The required lines are those that contain "below"; pull them out of the data and copy them.

Items listed in a dataset ::
○ ○ ○ ○ ○ ○ ○
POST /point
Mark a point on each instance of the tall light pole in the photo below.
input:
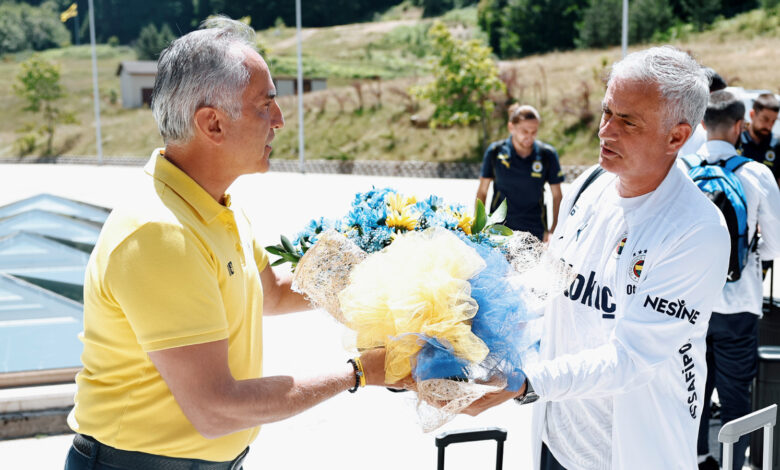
(300, 85)
(625, 27)
(94, 81)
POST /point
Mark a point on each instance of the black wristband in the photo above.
(357, 376)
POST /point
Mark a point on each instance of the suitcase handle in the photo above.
(733, 430)
(471, 435)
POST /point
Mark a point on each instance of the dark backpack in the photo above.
(719, 183)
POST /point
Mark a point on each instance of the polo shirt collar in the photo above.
(182, 184)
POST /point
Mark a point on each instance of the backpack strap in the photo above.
(691, 160)
(588, 181)
(733, 163)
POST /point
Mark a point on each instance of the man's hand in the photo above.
(492, 399)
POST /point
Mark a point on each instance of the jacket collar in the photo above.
(182, 184)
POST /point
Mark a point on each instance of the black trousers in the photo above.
(86, 453)
(732, 362)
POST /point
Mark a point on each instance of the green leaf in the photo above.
(499, 215)
(287, 245)
(291, 257)
(275, 250)
(479, 217)
(498, 229)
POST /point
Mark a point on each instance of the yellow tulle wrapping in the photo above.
(417, 285)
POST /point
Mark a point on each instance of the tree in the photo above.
(489, 19)
(38, 82)
(151, 41)
(464, 76)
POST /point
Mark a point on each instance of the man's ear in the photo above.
(677, 137)
(209, 122)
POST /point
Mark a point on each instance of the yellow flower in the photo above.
(398, 202)
(404, 219)
(464, 222)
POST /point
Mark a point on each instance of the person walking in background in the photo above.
(699, 136)
(732, 335)
(757, 142)
(519, 167)
(176, 286)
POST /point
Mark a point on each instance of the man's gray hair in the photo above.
(680, 79)
(203, 68)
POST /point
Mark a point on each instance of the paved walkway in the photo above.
(373, 428)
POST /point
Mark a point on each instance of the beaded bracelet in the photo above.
(359, 374)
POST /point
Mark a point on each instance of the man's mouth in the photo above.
(607, 152)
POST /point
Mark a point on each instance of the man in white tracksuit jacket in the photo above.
(623, 366)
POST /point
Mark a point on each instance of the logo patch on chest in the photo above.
(637, 263)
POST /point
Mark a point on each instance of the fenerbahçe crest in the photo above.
(637, 263)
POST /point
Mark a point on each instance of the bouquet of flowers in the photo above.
(452, 296)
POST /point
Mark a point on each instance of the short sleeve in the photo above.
(166, 283)
(487, 162)
(554, 172)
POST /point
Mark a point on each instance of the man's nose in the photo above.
(607, 129)
(277, 122)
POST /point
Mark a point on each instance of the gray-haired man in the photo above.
(623, 365)
(176, 286)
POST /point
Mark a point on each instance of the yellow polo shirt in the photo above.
(171, 268)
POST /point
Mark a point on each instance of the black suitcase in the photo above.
(472, 435)
(769, 325)
(766, 392)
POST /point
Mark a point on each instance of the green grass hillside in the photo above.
(367, 113)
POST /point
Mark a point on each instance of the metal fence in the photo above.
(407, 169)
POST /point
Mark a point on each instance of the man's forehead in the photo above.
(631, 96)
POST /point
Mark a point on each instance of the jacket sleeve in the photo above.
(487, 161)
(672, 304)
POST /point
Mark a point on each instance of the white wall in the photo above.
(131, 86)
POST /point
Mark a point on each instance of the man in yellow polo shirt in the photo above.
(176, 285)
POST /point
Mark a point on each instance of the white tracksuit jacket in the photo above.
(622, 369)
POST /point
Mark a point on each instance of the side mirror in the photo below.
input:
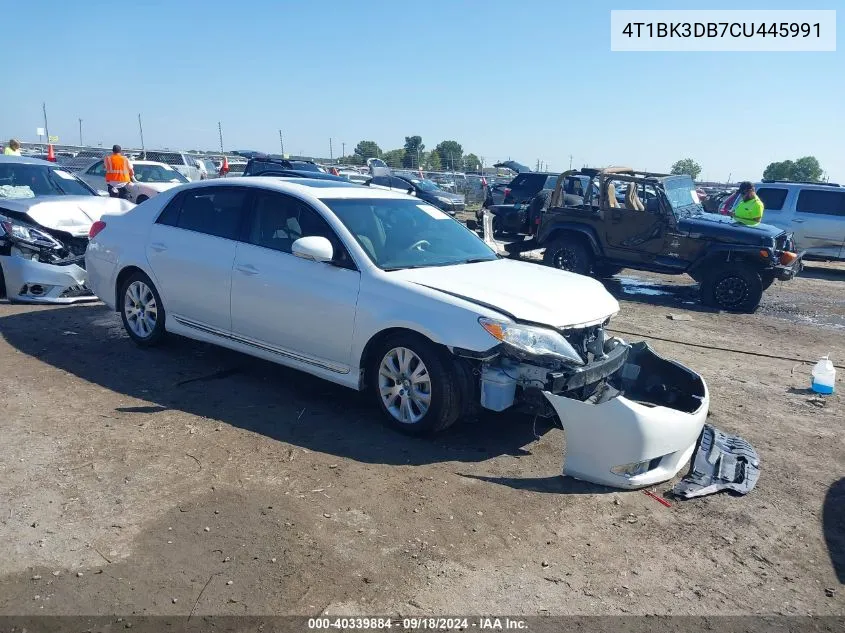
(313, 247)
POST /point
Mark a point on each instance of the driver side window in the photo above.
(278, 221)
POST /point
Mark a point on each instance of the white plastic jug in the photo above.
(824, 376)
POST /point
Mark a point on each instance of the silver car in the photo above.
(814, 212)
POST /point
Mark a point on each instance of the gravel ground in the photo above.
(189, 478)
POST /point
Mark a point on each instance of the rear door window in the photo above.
(821, 202)
(772, 198)
(217, 211)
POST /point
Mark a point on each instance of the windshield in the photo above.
(408, 234)
(157, 173)
(425, 185)
(18, 180)
(680, 192)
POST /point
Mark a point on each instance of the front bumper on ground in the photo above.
(34, 282)
(642, 436)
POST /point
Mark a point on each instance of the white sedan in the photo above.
(379, 291)
(151, 178)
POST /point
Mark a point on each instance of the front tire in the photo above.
(414, 384)
(141, 310)
(733, 288)
(570, 254)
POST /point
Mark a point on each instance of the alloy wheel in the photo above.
(140, 308)
(404, 385)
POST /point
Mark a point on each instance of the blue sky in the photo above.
(525, 80)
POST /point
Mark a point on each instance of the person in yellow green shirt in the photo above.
(749, 209)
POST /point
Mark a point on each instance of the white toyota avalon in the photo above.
(380, 291)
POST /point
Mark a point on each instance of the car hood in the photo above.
(725, 229)
(454, 197)
(71, 214)
(525, 292)
(158, 187)
(515, 166)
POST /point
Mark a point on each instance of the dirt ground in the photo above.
(189, 478)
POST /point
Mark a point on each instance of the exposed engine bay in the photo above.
(41, 264)
(631, 418)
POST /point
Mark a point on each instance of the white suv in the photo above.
(380, 291)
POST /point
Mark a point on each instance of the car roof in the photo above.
(310, 187)
(27, 160)
(798, 183)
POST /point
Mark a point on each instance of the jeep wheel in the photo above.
(733, 288)
(570, 254)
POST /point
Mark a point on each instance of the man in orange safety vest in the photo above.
(119, 173)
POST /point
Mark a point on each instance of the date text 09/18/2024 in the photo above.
(419, 623)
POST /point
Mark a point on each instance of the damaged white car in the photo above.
(45, 216)
(380, 291)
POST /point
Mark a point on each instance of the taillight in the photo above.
(98, 226)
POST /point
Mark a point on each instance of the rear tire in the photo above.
(732, 287)
(141, 310)
(415, 385)
(569, 253)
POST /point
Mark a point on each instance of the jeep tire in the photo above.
(732, 287)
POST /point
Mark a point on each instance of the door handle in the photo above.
(247, 269)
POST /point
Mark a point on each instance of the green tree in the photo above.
(394, 158)
(413, 151)
(779, 171)
(432, 161)
(686, 166)
(472, 163)
(450, 153)
(806, 168)
(367, 149)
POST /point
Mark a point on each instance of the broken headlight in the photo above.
(25, 235)
(532, 340)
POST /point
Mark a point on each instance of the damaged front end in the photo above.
(41, 265)
(631, 417)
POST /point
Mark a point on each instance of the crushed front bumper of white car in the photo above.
(630, 420)
(31, 281)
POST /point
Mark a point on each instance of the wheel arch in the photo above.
(566, 230)
(118, 284)
(377, 339)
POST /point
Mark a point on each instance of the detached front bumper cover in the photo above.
(644, 432)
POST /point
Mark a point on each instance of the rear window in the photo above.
(821, 202)
(168, 158)
(772, 198)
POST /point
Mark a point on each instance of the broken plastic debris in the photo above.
(721, 462)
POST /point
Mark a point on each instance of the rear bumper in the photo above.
(652, 427)
(34, 282)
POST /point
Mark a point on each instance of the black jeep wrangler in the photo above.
(647, 221)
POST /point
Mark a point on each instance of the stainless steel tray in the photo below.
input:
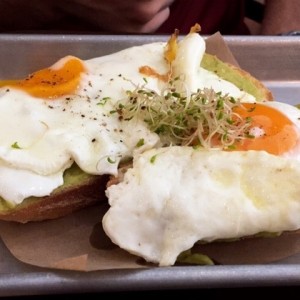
(274, 60)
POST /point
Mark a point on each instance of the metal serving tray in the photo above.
(274, 60)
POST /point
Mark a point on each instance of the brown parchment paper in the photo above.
(77, 241)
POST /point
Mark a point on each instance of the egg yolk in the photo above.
(277, 132)
(51, 82)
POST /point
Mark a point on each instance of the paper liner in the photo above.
(77, 241)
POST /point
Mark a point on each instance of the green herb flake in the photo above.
(15, 145)
(110, 160)
(103, 101)
(152, 159)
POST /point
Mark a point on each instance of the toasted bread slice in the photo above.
(79, 190)
(241, 78)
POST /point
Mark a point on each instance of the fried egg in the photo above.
(62, 114)
(176, 196)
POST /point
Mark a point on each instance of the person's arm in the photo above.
(281, 16)
(119, 16)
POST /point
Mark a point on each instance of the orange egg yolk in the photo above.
(51, 82)
(279, 133)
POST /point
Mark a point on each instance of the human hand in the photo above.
(119, 16)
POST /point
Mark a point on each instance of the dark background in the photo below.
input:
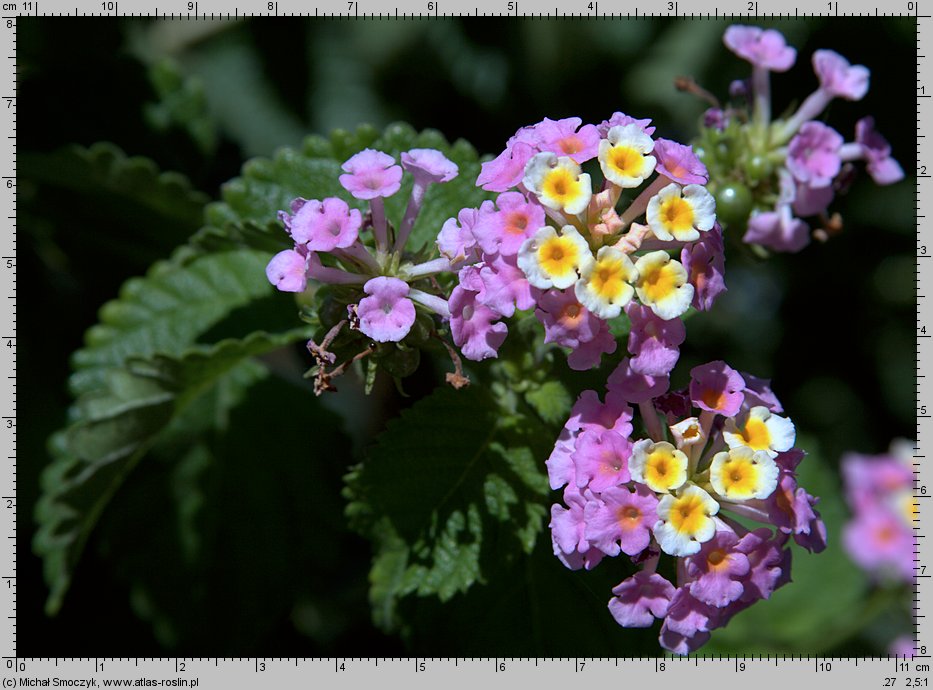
(833, 325)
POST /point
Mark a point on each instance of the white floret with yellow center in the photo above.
(660, 466)
(685, 521)
(681, 213)
(605, 285)
(743, 474)
(549, 259)
(558, 182)
(623, 156)
(759, 429)
(662, 285)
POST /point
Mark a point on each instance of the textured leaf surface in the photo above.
(450, 491)
(114, 427)
(167, 310)
(250, 202)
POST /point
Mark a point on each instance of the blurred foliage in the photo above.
(249, 510)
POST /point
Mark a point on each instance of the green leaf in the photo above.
(133, 188)
(551, 401)
(168, 310)
(113, 429)
(181, 103)
(251, 202)
(450, 491)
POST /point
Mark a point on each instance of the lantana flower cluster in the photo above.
(880, 491)
(717, 451)
(769, 174)
(580, 254)
(385, 288)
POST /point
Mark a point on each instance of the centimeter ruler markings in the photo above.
(914, 671)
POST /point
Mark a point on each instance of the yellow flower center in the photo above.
(756, 434)
(558, 256)
(713, 398)
(516, 223)
(626, 161)
(716, 558)
(608, 279)
(561, 186)
(660, 282)
(740, 478)
(688, 514)
(677, 214)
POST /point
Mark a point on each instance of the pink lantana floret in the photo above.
(717, 387)
(813, 155)
(387, 314)
(877, 152)
(288, 271)
(429, 166)
(325, 225)
(475, 328)
(838, 78)
(640, 599)
(371, 174)
(679, 163)
(653, 342)
(505, 230)
(764, 48)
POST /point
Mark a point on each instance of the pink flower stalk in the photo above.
(679, 498)
(813, 155)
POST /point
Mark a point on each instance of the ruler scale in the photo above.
(765, 671)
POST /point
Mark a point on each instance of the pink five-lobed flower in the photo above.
(717, 569)
(429, 166)
(566, 321)
(567, 138)
(567, 531)
(634, 387)
(777, 231)
(838, 78)
(879, 542)
(387, 314)
(653, 342)
(288, 271)
(505, 230)
(475, 328)
(813, 154)
(717, 387)
(456, 241)
(620, 120)
(371, 174)
(505, 287)
(588, 354)
(640, 599)
(764, 48)
(877, 152)
(601, 460)
(705, 264)
(325, 225)
(688, 623)
(621, 520)
(679, 163)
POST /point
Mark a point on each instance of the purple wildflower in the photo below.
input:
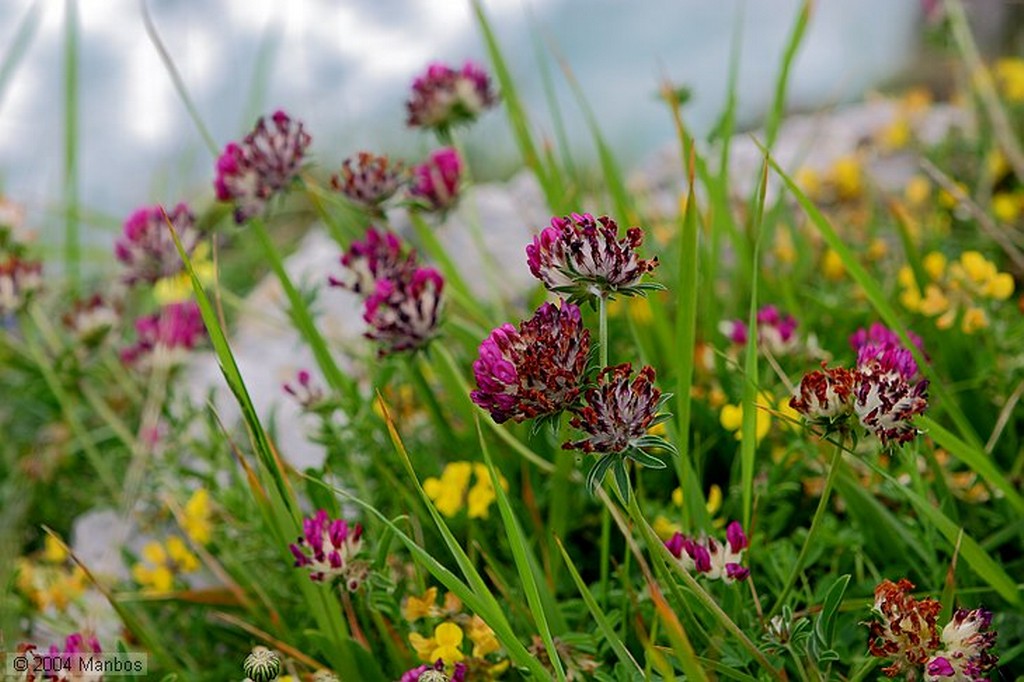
(617, 411)
(165, 338)
(402, 313)
(305, 392)
(379, 256)
(250, 172)
(435, 672)
(435, 182)
(879, 341)
(966, 642)
(714, 559)
(584, 257)
(536, 371)
(886, 401)
(369, 180)
(328, 548)
(443, 97)
(776, 333)
(906, 632)
(146, 248)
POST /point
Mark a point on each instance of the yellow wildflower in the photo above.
(444, 644)
(177, 288)
(974, 320)
(847, 178)
(916, 190)
(665, 528)
(832, 265)
(935, 264)
(809, 180)
(53, 550)
(1000, 287)
(196, 520)
(877, 249)
(731, 418)
(1010, 76)
(420, 607)
(482, 636)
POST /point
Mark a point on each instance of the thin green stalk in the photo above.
(819, 513)
(304, 322)
(179, 84)
(73, 247)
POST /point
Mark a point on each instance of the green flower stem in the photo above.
(602, 348)
(304, 323)
(815, 523)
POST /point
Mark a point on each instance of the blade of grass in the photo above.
(301, 316)
(600, 619)
(73, 247)
(777, 109)
(975, 458)
(517, 116)
(518, 544)
(19, 45)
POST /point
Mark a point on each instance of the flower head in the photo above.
(712, 558)
(435, 673)
(617, 412)
(443, 97)
(825, 396)
(328, 548)
(966, 642)
(776, 332)
(369, 180)
(379, 256)
(534, 371)
(886, 401)
(435, 182)
(166, 338)
(146, 248)
(250, 172)
(881, 343)
(403, 313)
(584, 257)
(20, 278)
(907, 630)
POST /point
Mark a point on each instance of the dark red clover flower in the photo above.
(403, 313)
(616, 415)
(146, 248)
(435, 182)
(443, 97)
(368, 179)
(250, 172)
(536, 371)
(166, 338)
(328, 549)
(583, 257)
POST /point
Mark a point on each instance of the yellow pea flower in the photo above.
(196, 520)
(974, 320)
(483, 638)
(916, 190)
(934, 264)
(832, 265)
(420, 607)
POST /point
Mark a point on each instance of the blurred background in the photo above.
(343, 67)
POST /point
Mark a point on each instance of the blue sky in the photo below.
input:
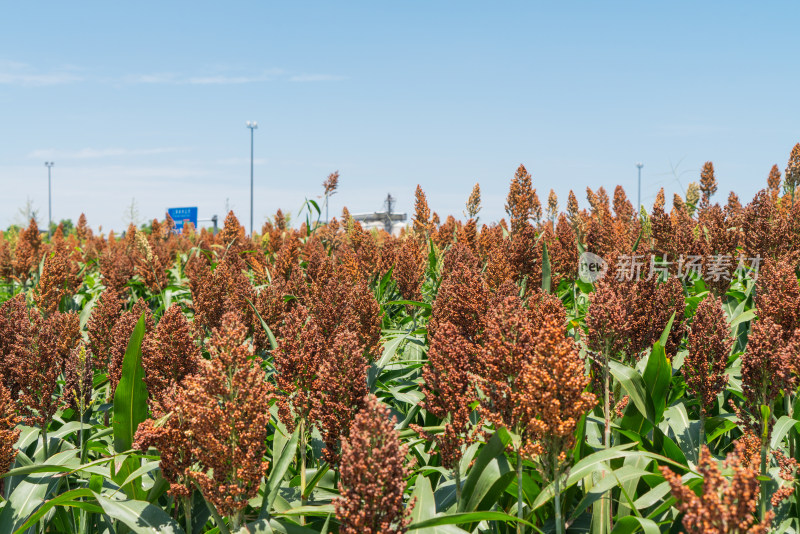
(149, 101)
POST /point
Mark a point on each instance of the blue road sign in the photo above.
(181, 215)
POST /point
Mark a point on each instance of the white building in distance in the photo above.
(393, 223)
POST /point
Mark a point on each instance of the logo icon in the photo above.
(591, 267)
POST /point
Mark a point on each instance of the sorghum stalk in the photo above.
(302, 468)
(519, 492)
(457, 473)
(764, 464)
(187, 512)
(559, 522)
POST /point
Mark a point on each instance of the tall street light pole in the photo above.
(49, 165)
(252, 126)
(639, 194)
○ ○ ○ ○ ○ ○ ○
Finished exercise ::
Mark a point on each instance of the tall light pole in the photo below.
Mark a point on each instance of the side mirror in the photo below.
Mark a point on each instance of the stainless steel tray in the photo below.
Mark a point on each instance of the dark background in the photo below.
Mark a point on each instance of the purple wildflower in the photo below.
Mark a point on each instance of the blue sky in the photo below.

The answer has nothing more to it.